10. The legitimacy of an act of secession isn’t colored by its proximate cause, whether that cause is a desire to preserve slavery, or to escape oppressive taxation and regulation by the central government, or to live in a civil society that is governed by the Golden Rule. The proximate cause must be evaluated on its own merits, or lack thereof. [“How Libertarians Ought to Think About the Constitution,” Politics and Prosperity, February 22, 2014]

There is, in sum, a strong legal case for secession, pace the Paulsens, who (strangely) view the Civil War — a war mind you — as legally dispositive. I have spelled out the legal case for secession (and the legal irrelevance of the Civil War) in several posts at Politics & Prosperity, including “Secession” (April 17, 2009), “Secession Redux” (July 2, 2009), “A Declaration of Independence” (March 30, 2010), and “The States and the Constitution” (September 6, 2014). I recommend that you read all of the posts (and the ones linked to within them), but if you don’t have the time to do that, consider this passage from “The States and the Constitution”:

Finally, in The Federalist No. 39, which informed the debates in the various States about ratification,  Madison says that

the Constitution is to be founded on the assent and ratification of the people of America, given by deputies elected for the special purpose; but, on the other, that this assent and ratification is to be given by the people, not as individuals composing one entire nation, but as composing the distinct and independent States to which they respectively belong. It is to be the assent and ratification of the several States, derived from the supreme authority in each State, the authority of the people themselves….

That it will be a federal and not a national act, as these terms are understood by the objectors; the act of the people, as forming so many independent States, not as forming one aggregate nation, is obvious from this single consideration, that it is to result neither from the decision of a majority of the people of the Union, nor from that of a majority of the States. It must result from the unanimous assent of the several States that are parties to it, differing no otherwise from their ordinary assent than in its being expressed, not by the legislative authority, but by that of the people themselves. Were the people regarded in this transaction as forming one nation, the will of the majority of the whole people of the United States would bind the minority, in the same manner as the majority in each State must bind the minority; and the will of the majority must be determined either by a comparison of the individual votes, or by considering the will of the majority of the States as evidence of the will of a majority of the people of the United States. Neither of these rules have been adopted. Each State, in ratifying the Constitution, is considered as a sovereign body, independent of all others, and only to be bound by its own voluntary act…. [underlining added]

As each State was free to ratify the Constitution (or not), so is each State legally free to withdraw its ratification, that is, to secede.

> [Data segment]:

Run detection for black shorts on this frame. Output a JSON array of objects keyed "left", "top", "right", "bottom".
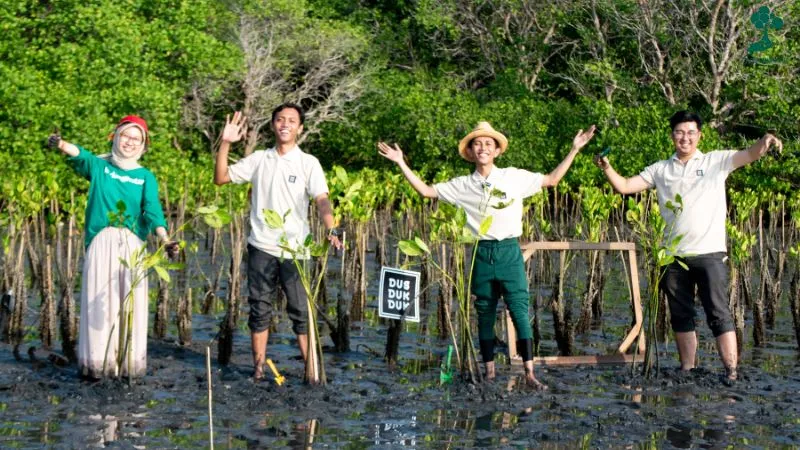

> [Exercise set]:
a. Duplicate the part of the secession text that opens with the words containing "Finally, in The" and closes with "the people themselves….".
b. According to the passage from The Federalist No. 39 quoted in the secession text, what must the ratification of the Constitution result from?
c. Resume the text on secession from the point where it stops.
None of the data is needed here.

> [Expected responses]:
a.
Finally, in The Federalist No. 39, which informed the debates in the various States about ratification,  Madison says that

the Constitution is to be founded on the assent and ratification of the people of America, given by deputies elected for the special purpose; but, on the other, that this assent and ratification is to be given by the people, not as individuals composing one entire nation, but as composing the distinct and independent States to which they respectively belong. It is to be the assent and ratification of the several States, derived from the supreme authority in each State, the authority of the people themselves….

b. It must result from the unanimous assent of the several States that are parties to it.

c.
THE ONLY WAY OUT

When all is said and done, the only escape from the judicial tyranny that has arisen under the Constitution is to withdraw from the union it represents. Though an act of secession cannot represent the will of all the people of a State, it would almost certainly represent the wishes of a vast majority of the people of the seceding State. Given the impossibility of unanimous consent, I would gladly side with the pro-liberty secessionist forces of my State. The alternative is to march in lockstep to the incessant drumbeat that measures America’s descent into “soft” despotism.

See “The Constitution: Myths and Realities“.

A Colloquy on the Constitution

Q: What is the provenance of the Constitution of the United States of America?

A. In its original form, it was an agreement among the States (i.e., governing bodies of certain geographical areas formerly known as colonies). Each State that ratified (agreed to) the Constitution did so because a majority (however slight) of a small fraction of the State’s residents voted to approve the Constitution.

Q. So the Constitution is binding on all Americans because of the actions of a small fraction of the residents of America in 1787-1790?

A. Approximately. It’s really binding on all Americans because the governments of the States and the central government have the power to make it binding. More importantly those governments have the power enforce statutes, regulations, and judicial decrees, whether or not they actually conform to the Constitutions of the United States or any State. However, there was a time when certain groups of people, known as Indians, were treated as if their tribes and nations weren’t subject to the jurisdiction of American governments, Rather, they were treated as if they were foreign nations, even though their territories were within the boundaries of the United States. Accordingly, they weren’t even taxed by American governments.

Q. So allegiance to the Constitution, etc., is discretionary?

A. Yes, but it’s governmental discretion, not the choice of individuals or groups.

Q. Yet the preamble to the Constitution says that it was established by “the People.”

A. Yes, a few of them.

Q. If that’s the case, why do so many people seem to respect the Constitution and invoke it?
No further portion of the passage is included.